[HN Gopher] FYI: LLVM-project repo has exceeded GitHub upload si...
___________________________________________________________________
FYI: LLVM-project repo has exceeded GitHub upload size limit (2022)
Author : hippich
Score : 132 points
Date : 2023-01-30 15:28 UTC (7 hours ago)
(HTM) web link (discourse.llvm.org)
(TXT) w3m dump (discourse.llvm.org)
| oauea wrote:
| > As it turns out, we only run repacks on a repository network
| level, which means that repacks need to consider objects from all
| forks of a given repository.
|
| > Repacking entire repository networks will always lead to less
| optimal pack sizes compared to repacking just objects from a
| single fork. For GitHub, disk space is not the only thing we
| optimize for, but also performance across forks and client
| performance.
|
| So the lesson here is you can DoS existing open source projects
| somehow by forking them and increasing the forked repo size >2GB?

*Provided data:*
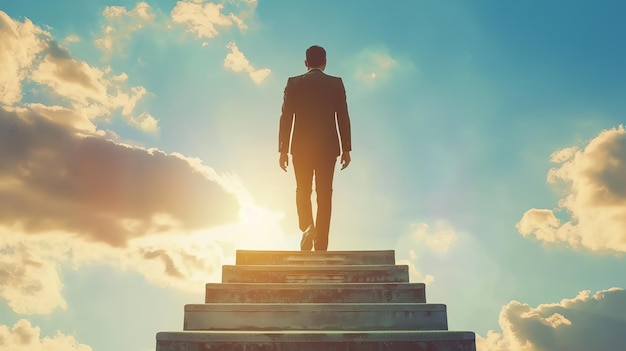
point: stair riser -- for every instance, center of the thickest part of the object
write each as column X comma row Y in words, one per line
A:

*What the exercise asks:* In the thread about the LLVM repository's size limit, which things does the quoted GitHub statement say GitHub optimizes for? The material comes from a separate source, not from the thread about the LLVM repository.

*Reply:* Disk space, performance across forks, and client performance.